**** QUOTED PASSAGE
# Photovoltaic Electrical Power Systems Inspector / Installer solar check list



## ricielectric (20 مارس 2010)

*Photovoltaic Electrical Power Systems Inspector / Installer solar check list*

The following solar check list is an outline of the general requirements found in the 2005 
National Electrical Code (NEC) — Article 690 for Photovoltaic (PV) Power Systems 
installations. The checklist is only a guide and applies to any component used or installed in 
a PV system other than a listed, factory-assembled component. The local authority having 
jurisdiction (AHJ) or inspector has the final say on what is or is not acceptable. Local codes 
may modify the requirements of the NEC. This list should be used in conjunction with Article 
690 and other applicable articles of the NEC and includes inspection requirements for both 
stand-alone PV systems (with and without batteries) and utility-interactive PV systems. 
Where Article 690 differs from other articles of the NEC, Article 690 takes precedence. 
[690.3] References in brackets [ ] are to the 2005 NEC and other relevant documents.

PV ARRAYS
• PV modules listed to UL Standard 1703? [110.3] Mechanical Attachment

• Modules attached to the mounting structure according to the manufacturer’s instructions?
• Roof penetrations secure and weather tight? Grounding
• Each module grounded using the supplied hardware, the grounding point identified on the module and the manufacturer’s 
instructions? Note: Bolting the module to a “grounded” structure usually will not meet NEC requirements.
• Properly sized equipment-grounding conductors routed with the circuit conductors?? [690.45] Conductors
• Conductor type? —If exposed: USE-2, UF (usually inadequate at 60°C), or SE, 90°C, wet-rated and sunlight-resistant. [690.31(B)]—
If in conduit: RHW-2, THWN-2, or XHHW-2 90°C, wet-rated conductors. [310.15]
• Conductor insulation rated at 90°C [UL-1703] to allow for operation at 70°C+ near modules and in conduit exposed to sunlight 
(add 17-20°C to ambient temperature)?
********
→ **WRITTEN PROBLEM 1**
Recast the entries from the line with "Field-scouting task: mark every instance of the rear" to the line with "point(617, 298)" as a two-column CSV headed "prompt" and "response." Each entry gets one row, with each field quoted and any line breaks replaced by spaces.
The entries below come from a separate source and are unrelated to the solar check list.
**** PROVIDED INFORMATION
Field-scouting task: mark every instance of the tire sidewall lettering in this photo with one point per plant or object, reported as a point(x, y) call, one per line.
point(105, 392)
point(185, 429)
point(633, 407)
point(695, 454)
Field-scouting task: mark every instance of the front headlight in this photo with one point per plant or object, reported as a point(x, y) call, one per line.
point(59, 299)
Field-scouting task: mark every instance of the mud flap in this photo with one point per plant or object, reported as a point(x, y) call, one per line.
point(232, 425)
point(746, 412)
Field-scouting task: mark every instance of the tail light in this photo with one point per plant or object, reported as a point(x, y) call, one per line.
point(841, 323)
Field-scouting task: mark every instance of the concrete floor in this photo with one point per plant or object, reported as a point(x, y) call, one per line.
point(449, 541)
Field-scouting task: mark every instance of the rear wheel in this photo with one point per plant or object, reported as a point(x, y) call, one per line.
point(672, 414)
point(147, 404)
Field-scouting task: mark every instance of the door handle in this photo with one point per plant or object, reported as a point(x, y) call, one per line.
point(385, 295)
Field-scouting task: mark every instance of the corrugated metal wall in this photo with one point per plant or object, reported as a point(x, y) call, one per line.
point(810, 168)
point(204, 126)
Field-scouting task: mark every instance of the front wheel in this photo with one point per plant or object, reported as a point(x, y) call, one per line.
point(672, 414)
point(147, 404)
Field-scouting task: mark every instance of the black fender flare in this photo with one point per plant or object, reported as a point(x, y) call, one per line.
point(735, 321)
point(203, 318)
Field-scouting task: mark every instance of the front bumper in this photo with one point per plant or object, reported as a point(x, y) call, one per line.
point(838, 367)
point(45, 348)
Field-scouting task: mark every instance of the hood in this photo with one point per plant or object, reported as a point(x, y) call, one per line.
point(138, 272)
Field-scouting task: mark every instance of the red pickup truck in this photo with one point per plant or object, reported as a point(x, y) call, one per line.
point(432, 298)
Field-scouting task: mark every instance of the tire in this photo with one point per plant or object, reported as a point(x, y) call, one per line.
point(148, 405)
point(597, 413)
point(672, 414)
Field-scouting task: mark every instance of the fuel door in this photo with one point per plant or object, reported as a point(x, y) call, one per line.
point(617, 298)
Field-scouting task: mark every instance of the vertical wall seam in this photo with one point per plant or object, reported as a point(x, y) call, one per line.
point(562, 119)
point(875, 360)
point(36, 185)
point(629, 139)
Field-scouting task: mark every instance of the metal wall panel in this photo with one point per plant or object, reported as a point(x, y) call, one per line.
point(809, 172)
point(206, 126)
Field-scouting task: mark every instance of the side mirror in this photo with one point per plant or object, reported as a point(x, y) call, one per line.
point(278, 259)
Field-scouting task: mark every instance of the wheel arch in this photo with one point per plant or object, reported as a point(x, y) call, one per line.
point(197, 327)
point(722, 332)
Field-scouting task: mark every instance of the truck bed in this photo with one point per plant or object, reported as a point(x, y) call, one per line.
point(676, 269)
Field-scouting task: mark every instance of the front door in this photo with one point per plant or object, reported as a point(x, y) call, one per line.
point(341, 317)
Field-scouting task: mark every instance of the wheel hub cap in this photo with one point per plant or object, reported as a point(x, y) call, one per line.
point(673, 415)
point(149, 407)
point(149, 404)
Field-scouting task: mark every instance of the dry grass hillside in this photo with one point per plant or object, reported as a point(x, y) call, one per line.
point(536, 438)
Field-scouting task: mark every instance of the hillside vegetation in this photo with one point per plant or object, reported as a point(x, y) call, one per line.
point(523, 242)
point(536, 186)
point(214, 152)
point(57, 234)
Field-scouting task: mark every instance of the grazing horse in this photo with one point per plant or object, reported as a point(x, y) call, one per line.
********
→ **WRITTEN PROBLEM 2**
According to the solar check list, who has the final say on what is or is not acceptable?

→ **CORRECT RESULT 1**
prompt,response
"Field-scouting task: mark every instance of the rear wheel in this photo with one point per plant or object, reported as a point(x, y) call, one per line.","point(672, 414) point(147, 404)"
"Field-scouting task: mark every instance of the door handle in this photo with one point per plant or object, reported as a point(x, y) call, one per line.","point(385, 295)"
"Field-scouting task: mark every instance of the corrugated metal wall in this photo with one point per plant or object, reported as a point(x, y) call, one per line.","point(810, 168) point(204, 126)"
"Field-scouting task: mark every instance of the front wheel in this photo with one point per plant or object, reported as a point(x, y) call, one per line.","point(672, 414) point(147, 404)"
"Field-scouting task: mark every instance of the black fender flare in this photo with one point per plant or object, reported as a point(x, y) call, one per line.","point(735, 321) point(203, 318)"
"Field-scouting task: mark every instance of the front bumper in this photo with one point per plant or object, reported as a point(x, y) call, one per line.","point(838, 367) point(45, 348)"
"Field-scouting task: mark every instance of the hood in this photo with one point per plant or object, reported as a point(x, y) call, one per line.","point(138, 272)"
"Field-scouting task: mark every instance of the red pickup truck in this photo with one point per plant or object, reported as a point(x, y) call, one per line.","point(432, 298)"
"Field-scouting task: mark every instance of the tire in this photo with one point per plant or object, reported as a point(x, y) call, one per line.","point(148, 405) point(597, 413) point(672, 414)"
"Field-scouting task: mark every instance of the fuel door in this photo with one point per plant or object, reported as a point(x, y) call, one per line.","point(617, 298)"

→ **CORRECT RESULT 2**
The local authority having jurisdiction (AHJ) or inspector.